Restate word for word, and only, the lines that extend from the line containing "Detect: blue plastic chair" through the end of the records below.

Material shown
====
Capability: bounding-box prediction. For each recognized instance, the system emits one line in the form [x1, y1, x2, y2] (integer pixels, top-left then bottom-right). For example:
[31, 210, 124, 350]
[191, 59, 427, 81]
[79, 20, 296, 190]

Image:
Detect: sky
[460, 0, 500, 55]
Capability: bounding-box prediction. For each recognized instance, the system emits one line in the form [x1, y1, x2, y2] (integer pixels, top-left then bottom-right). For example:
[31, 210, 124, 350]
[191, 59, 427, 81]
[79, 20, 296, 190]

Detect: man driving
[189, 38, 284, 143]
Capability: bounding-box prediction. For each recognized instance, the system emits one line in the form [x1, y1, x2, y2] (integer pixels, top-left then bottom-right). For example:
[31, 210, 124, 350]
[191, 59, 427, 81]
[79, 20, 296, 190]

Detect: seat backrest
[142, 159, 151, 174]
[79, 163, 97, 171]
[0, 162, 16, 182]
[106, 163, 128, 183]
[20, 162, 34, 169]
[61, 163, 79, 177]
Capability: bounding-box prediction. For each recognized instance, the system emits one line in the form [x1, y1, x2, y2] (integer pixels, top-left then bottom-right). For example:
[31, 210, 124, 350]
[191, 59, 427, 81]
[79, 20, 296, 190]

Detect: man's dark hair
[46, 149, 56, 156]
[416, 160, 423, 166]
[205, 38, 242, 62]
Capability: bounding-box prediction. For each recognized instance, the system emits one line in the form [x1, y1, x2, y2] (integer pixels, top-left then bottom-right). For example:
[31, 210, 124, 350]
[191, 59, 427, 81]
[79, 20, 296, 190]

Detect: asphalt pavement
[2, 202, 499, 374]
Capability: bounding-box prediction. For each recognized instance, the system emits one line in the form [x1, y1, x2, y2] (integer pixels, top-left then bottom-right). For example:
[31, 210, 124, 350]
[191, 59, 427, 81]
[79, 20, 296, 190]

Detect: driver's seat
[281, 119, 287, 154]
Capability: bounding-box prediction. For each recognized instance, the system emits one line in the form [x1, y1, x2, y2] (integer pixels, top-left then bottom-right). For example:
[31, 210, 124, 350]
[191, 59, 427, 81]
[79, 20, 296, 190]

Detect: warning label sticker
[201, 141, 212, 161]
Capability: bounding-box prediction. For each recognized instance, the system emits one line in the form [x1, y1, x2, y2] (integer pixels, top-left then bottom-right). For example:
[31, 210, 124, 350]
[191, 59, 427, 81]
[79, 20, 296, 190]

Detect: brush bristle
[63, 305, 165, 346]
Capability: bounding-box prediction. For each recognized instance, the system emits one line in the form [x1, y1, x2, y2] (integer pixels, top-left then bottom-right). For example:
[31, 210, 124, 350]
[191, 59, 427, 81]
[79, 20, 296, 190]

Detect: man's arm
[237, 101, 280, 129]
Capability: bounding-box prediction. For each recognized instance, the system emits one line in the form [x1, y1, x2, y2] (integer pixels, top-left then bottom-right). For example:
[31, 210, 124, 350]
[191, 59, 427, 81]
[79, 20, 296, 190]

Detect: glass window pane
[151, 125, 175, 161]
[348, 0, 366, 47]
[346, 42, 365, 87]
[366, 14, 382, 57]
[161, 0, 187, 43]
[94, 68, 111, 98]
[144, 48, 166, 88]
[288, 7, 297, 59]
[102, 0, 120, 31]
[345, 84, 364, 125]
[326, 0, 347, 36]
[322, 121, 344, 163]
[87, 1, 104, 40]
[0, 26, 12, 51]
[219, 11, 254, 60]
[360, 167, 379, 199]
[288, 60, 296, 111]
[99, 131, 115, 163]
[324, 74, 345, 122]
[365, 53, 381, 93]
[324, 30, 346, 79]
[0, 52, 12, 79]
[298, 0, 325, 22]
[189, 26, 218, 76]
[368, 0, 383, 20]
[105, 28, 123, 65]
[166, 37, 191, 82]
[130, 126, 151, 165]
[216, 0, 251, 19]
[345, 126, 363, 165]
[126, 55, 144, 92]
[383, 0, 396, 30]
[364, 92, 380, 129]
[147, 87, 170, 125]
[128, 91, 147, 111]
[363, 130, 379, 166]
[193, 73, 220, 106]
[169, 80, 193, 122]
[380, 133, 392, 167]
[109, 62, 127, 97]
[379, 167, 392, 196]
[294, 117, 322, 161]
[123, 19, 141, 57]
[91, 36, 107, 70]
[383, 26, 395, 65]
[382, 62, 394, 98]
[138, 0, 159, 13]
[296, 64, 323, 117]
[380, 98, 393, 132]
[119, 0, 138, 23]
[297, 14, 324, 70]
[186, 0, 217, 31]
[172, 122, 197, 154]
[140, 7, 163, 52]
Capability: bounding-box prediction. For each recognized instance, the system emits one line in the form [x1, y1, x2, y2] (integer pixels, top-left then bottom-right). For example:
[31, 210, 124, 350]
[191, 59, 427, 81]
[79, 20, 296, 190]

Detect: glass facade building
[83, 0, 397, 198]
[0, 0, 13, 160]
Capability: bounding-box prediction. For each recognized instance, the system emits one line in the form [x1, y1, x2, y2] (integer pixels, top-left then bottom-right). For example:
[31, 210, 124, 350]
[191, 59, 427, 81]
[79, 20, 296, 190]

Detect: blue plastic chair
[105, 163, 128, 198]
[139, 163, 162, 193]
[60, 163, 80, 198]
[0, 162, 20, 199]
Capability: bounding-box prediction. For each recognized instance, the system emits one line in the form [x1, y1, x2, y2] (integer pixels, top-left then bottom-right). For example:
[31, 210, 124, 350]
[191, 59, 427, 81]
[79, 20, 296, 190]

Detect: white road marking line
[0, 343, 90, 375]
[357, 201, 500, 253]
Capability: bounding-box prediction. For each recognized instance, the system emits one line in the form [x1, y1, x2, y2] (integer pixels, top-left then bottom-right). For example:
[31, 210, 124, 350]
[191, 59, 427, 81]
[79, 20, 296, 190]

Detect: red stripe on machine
====
Finished exercise
Detect: blue plastic chair
[105, 163, 128, 198]
[139, 163, 162, 193]
[60, 163, 80, 198]
[0, 162, 20, 199]
Capability: bounding-box prediction. For each recognized instance, the system emits one line in the form [x1, y1, x2, y2] (integer pixels, top-left then bottom-right). For example:
[31, 210, 124, 350]
[191, 59, 427, 81]
[79, 20, 296, 190]

Detect: white road marking line
[0, 343, 90, 375]
[357, 201, 500, 253]
Capability: bounding-box prediction. For each recognized instance, the system emits one line in the form [x1, y1, x2, y2] (integer pixels, top-left then bottom-right). For example:
[31, 210, 124, 350]
[191, 59, 427, 81]
[79, 20, 296, 190]

Detect: red stripe on machine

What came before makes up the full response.